Image location labeling records
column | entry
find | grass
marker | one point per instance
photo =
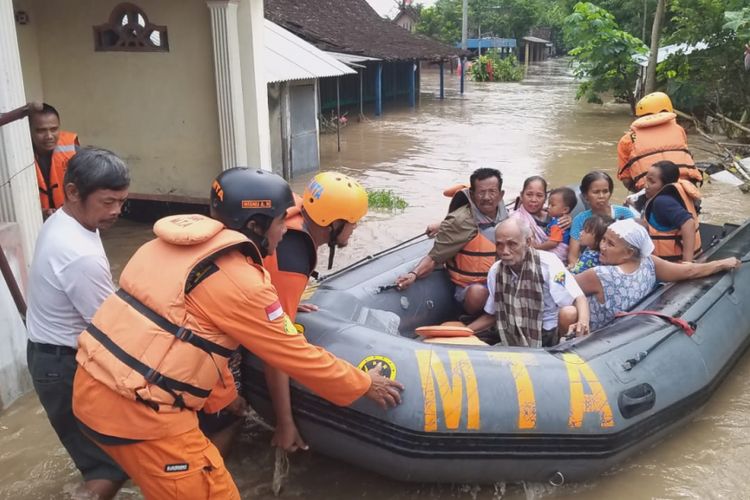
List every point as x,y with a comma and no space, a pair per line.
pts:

## Written exercise
Turn every line of the records above into a numbered list, skipping blank lines and leaving out the pictures.

## Correct output
1. column | entry
2. find | grass
3. marker | one point per instance
4. photo =
5. List every point as x,y with a comma and no space, a pair per line.
6. pts:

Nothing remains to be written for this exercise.